** Problem **
Your task is to copy each line of the records that includes the string "building".

····················

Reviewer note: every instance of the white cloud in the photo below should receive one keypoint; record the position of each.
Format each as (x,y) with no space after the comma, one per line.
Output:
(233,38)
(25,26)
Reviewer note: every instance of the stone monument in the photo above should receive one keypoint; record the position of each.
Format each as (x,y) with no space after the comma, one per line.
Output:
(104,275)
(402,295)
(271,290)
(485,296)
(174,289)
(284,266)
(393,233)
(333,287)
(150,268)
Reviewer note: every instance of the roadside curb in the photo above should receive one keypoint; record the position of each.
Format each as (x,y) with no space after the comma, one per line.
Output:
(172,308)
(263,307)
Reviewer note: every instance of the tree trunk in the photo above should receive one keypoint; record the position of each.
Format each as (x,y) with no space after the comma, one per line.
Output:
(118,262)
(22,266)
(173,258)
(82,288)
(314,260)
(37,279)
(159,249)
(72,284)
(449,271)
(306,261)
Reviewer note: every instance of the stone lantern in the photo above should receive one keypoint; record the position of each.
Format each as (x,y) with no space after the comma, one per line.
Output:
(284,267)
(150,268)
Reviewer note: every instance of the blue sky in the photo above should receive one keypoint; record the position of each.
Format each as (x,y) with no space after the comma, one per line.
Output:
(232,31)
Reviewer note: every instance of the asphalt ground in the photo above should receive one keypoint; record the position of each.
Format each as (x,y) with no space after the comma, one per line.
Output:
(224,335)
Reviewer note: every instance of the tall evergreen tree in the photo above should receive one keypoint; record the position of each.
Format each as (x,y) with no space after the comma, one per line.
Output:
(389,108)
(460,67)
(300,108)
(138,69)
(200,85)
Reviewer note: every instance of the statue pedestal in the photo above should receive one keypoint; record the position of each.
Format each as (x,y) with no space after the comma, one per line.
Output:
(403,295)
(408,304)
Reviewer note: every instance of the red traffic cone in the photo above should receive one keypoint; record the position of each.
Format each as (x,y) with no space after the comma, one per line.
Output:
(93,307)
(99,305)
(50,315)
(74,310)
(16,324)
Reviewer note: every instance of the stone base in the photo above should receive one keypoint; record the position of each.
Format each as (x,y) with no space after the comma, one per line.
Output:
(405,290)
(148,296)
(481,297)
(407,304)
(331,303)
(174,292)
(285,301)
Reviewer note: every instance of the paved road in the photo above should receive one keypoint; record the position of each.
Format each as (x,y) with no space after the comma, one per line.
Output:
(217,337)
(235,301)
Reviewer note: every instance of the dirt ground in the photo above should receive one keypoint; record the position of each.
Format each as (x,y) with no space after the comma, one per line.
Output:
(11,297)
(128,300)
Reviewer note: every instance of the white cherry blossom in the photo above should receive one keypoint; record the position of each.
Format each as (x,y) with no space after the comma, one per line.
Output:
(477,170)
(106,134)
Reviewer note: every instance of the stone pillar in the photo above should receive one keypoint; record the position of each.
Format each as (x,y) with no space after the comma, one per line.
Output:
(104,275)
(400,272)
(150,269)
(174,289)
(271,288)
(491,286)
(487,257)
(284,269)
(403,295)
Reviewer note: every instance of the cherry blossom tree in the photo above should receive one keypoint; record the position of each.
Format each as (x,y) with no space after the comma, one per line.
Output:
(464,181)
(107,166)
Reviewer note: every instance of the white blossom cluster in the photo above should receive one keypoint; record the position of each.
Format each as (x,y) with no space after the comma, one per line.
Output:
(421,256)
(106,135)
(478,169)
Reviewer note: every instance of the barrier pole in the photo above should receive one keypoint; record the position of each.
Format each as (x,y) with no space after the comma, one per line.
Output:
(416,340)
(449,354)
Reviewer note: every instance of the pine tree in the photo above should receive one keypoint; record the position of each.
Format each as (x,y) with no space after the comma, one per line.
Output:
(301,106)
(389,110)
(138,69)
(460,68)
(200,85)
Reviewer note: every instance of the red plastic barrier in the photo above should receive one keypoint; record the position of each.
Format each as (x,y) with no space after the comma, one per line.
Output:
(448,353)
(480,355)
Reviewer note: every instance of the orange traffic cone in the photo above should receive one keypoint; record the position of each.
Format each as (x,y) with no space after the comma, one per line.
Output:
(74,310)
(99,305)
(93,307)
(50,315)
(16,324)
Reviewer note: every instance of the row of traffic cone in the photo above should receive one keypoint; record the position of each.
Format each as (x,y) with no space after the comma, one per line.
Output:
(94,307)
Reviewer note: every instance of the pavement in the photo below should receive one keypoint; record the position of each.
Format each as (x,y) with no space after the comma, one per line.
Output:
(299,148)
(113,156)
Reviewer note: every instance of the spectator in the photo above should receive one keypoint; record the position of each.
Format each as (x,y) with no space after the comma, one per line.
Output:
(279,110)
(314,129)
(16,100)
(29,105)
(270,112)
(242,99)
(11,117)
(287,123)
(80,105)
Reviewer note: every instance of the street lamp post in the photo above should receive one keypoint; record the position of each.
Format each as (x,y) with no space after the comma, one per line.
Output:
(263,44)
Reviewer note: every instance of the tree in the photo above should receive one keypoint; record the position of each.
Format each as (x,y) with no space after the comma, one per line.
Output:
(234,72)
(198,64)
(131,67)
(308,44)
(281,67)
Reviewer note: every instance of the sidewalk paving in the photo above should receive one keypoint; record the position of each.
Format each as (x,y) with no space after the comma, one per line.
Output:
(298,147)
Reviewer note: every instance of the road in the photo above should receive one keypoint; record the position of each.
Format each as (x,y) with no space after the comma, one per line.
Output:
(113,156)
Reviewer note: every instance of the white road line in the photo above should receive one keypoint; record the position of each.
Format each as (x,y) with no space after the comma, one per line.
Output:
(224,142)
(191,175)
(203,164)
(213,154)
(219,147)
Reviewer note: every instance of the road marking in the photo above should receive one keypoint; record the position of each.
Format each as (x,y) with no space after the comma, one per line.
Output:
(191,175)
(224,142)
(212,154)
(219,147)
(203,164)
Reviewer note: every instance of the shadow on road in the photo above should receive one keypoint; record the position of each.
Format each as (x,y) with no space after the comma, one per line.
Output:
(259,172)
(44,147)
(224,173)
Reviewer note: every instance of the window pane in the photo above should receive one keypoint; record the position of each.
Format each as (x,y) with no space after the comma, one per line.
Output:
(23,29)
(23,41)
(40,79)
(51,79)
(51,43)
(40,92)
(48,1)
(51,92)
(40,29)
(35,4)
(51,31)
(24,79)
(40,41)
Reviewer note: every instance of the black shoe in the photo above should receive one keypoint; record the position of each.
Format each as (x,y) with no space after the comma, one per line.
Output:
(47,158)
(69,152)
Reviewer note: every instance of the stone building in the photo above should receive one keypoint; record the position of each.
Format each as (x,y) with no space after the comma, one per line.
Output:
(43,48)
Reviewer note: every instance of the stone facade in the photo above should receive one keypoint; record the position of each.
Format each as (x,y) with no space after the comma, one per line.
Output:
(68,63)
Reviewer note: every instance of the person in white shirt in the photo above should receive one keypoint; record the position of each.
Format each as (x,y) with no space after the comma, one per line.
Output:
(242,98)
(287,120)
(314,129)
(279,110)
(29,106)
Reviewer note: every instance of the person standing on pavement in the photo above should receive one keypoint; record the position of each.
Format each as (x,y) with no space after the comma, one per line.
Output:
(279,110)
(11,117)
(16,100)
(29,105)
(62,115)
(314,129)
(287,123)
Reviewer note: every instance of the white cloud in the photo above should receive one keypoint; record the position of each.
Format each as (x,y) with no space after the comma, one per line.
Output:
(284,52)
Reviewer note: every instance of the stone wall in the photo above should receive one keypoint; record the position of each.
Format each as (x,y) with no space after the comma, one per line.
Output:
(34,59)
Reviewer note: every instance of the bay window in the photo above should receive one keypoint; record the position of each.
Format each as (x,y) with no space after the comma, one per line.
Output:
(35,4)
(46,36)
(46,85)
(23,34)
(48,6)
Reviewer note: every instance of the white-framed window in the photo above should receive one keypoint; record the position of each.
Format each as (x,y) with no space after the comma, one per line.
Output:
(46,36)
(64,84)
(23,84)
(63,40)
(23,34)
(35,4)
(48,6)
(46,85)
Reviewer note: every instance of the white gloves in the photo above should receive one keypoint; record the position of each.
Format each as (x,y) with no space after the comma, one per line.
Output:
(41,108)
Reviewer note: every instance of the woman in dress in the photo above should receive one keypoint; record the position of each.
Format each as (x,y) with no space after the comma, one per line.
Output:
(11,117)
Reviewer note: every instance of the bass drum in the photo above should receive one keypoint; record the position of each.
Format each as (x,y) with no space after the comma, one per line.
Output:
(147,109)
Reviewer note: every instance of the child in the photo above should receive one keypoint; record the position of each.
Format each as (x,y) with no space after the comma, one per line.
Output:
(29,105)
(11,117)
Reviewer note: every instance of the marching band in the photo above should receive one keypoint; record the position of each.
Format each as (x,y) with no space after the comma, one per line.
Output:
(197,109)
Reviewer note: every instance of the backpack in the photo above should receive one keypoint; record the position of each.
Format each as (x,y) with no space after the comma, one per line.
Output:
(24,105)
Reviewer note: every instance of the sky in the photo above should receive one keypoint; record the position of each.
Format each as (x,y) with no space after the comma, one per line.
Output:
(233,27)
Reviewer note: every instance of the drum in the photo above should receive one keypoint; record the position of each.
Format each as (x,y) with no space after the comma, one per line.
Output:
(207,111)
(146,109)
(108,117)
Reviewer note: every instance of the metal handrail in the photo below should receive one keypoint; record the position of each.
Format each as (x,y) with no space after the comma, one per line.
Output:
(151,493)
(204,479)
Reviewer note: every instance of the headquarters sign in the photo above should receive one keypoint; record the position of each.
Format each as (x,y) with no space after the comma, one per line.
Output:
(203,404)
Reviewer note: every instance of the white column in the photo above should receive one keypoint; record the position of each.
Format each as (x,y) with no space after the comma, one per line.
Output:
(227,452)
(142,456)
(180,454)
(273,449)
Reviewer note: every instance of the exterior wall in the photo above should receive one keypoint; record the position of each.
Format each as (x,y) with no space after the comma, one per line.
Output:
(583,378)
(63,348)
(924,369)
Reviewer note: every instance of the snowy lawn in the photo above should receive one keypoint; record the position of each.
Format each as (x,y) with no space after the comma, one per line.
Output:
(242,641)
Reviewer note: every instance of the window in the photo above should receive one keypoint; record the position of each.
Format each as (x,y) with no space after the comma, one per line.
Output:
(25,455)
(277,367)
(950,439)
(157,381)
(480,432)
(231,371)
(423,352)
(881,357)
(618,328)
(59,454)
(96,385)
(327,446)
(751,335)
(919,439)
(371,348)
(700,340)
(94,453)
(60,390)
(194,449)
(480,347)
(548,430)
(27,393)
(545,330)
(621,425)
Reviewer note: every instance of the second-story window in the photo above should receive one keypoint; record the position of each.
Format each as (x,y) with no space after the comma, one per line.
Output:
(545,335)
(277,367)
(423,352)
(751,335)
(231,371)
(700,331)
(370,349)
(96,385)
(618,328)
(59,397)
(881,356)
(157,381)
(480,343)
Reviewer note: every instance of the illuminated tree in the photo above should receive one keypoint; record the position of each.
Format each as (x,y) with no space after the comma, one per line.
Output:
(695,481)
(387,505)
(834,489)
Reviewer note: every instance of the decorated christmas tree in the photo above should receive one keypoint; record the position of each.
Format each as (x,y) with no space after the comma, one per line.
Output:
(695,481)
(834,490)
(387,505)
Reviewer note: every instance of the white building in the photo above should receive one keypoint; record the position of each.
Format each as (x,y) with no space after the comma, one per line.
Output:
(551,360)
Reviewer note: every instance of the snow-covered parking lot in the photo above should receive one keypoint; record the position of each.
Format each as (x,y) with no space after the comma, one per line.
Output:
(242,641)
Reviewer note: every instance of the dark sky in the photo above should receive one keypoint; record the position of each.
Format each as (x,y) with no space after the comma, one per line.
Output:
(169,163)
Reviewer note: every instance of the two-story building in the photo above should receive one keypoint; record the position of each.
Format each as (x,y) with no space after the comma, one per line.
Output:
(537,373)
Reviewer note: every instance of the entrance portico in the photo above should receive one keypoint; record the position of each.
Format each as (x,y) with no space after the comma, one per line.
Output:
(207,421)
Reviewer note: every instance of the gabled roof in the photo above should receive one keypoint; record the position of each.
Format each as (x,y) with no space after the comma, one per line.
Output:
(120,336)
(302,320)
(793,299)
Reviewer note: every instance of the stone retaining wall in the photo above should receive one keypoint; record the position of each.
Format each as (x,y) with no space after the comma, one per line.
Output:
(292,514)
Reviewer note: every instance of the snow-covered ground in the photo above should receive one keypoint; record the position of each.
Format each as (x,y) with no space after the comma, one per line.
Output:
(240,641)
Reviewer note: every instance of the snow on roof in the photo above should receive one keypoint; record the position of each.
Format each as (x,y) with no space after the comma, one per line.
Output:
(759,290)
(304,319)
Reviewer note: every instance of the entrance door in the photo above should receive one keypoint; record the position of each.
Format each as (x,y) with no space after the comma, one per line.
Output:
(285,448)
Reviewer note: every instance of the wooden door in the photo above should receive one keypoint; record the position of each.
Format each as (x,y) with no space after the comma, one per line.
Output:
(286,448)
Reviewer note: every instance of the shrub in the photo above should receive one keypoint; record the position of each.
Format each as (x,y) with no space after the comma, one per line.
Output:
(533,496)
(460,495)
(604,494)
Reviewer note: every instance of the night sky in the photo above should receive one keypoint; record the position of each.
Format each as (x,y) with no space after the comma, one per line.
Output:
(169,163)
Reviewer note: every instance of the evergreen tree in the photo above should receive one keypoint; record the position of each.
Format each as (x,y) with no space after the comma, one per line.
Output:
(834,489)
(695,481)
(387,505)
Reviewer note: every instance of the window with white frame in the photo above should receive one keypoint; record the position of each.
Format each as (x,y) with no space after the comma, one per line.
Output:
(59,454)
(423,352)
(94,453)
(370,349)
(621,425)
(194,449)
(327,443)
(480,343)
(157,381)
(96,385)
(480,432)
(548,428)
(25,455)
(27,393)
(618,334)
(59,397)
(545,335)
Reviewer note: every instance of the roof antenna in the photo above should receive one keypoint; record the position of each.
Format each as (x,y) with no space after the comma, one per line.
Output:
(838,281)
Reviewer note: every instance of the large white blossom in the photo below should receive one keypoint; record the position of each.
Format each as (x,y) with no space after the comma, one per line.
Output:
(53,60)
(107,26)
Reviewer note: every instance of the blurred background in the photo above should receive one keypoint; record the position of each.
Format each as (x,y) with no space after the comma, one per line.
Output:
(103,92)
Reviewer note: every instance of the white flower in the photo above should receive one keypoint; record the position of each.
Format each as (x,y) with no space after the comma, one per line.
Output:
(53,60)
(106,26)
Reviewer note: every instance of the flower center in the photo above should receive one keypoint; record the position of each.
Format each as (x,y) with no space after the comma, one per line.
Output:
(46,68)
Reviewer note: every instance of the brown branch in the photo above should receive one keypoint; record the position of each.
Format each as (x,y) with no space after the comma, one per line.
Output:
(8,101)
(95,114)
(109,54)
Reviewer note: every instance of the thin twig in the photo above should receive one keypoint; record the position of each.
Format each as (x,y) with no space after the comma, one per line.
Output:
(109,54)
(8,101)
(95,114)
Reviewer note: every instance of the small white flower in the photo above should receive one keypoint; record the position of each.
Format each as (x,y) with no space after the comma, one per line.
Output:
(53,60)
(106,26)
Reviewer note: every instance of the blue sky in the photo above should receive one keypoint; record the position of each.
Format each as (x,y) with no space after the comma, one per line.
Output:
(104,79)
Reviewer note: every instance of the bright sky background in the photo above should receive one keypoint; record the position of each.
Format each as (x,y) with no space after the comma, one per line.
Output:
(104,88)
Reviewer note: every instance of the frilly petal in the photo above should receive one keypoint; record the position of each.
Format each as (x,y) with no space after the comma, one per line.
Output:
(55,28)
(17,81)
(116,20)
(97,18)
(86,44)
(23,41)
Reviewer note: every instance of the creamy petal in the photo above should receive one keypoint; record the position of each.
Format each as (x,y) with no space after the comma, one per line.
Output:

····················

** Result **
Reviewer note: every instance of the stone building in the photo above should receive one keypoint; record the position of each.
Reviewer note: every instance of the white building in the photo above should receive one keypoint; record the position of each.
Reviewer note: every instance of the two-story building in the photo above should receive one keypoint; record the position of each.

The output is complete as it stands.